Records from a data source
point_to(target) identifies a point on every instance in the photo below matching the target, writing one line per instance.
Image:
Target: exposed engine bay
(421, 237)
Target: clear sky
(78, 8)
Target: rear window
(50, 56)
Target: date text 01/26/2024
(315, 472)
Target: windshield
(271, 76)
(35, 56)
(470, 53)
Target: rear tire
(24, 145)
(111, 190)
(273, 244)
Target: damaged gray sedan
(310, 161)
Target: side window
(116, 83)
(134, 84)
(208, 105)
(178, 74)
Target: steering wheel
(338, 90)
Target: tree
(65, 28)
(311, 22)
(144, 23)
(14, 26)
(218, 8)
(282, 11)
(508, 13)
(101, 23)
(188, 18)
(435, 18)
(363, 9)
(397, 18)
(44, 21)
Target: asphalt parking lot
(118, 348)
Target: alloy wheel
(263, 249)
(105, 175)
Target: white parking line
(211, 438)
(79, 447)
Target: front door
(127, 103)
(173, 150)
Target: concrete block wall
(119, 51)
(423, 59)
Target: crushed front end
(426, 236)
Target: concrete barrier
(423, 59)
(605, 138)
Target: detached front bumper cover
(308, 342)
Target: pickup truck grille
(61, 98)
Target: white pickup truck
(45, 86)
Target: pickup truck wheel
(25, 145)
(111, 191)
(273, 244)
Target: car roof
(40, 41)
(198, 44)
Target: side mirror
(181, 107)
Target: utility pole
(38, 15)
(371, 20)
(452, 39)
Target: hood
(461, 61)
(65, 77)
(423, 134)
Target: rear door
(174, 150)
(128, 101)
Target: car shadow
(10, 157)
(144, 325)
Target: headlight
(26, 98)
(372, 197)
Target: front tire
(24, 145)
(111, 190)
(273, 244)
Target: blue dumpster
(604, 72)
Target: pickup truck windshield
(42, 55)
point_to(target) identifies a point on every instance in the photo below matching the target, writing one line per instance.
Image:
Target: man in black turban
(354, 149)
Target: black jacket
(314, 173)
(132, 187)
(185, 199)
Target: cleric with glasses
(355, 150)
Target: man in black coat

__YOUR ASSIGNMENT__.
Write the records out again so that each one matches the original exactly.

__OUTPUT FOR THIS EXERCISE__.
point_to(target) identifies a point on every instance in the photo below matching the target, writing one line per instance.
Image:
Target: exposed engine bay
(421, 237)
Target: clear sky
(78, 8)
Target: rear window
(50, 56)
Target: date text 01/26/2024
(315, 472)
Target: windshield
(271, 76)
(35, 56)
(470, 53)
Target: rear tire
(24, 145)
(111, 190)
(273, 244)
Target: damaged gray sedan
(310, 161)
Target: side window
(116, 83)
(134, 84)
(208, 105)
(178, 74)
Target: steering wheel
(338, 90)
Target: tree
(65, 28)
(311, 22)
(144, 23)
(14, 26)
(218, 8)
(282, 11)
(508, 13)
(101, 23)
(188, 18)
(435, 18)
(363, 9)
(397, 18)
(44, 21)
Target: asphalt parking lot
(118, 348)
Target: alloy wheel
(263, 249)
(105, 175)
Target: white parking line
(211, 438)
(79, 447)
Target: front door
(127, 103)
(173, 150)
Target: concrete block wall
(119, 51)
(423, 59)
Target: crushed front end
(426, 236)
Target: concrete barrier
(423, 59)
(605, 138)
Target: detached front bumper cover
(308, 342)
Target: pickup truck grille
(61, 98)
Target: white pickup truck
(45, 86)
Target: pickup truck wheel
(25, 145)
(111, 191)
(273, 244)
Target: car roof
(40, 41)
(198, 44)
Target: side mirror
(181, 107)
Target: utility pole
(38, 15)
(371, 20)
(452, 39)
Target: hood
(461, 61)
(65, 77)
(423, 134)
Target: rear door
(174, 150)
(128, 101)
Target: car shadow
(10, 157)
(144, 325)
Target: headlight
(26, 98)
(372, 197)
Target: front tire
(24, 145)
(111, 190)
(273, 244)
Target: blue dumpster
(604, 72)
Target: pickup truck windshield
(42, 55)
point_to(target) identifies a point on every instance in the photo below matching the target, writing one line per instance.
Image:
Target: man in black turban
(354, 149)
Target: black jacket
(314, 173)
(132, 187)
(185, 199)
Target: cleric with glasses
(355, 150)
Target: man in black coat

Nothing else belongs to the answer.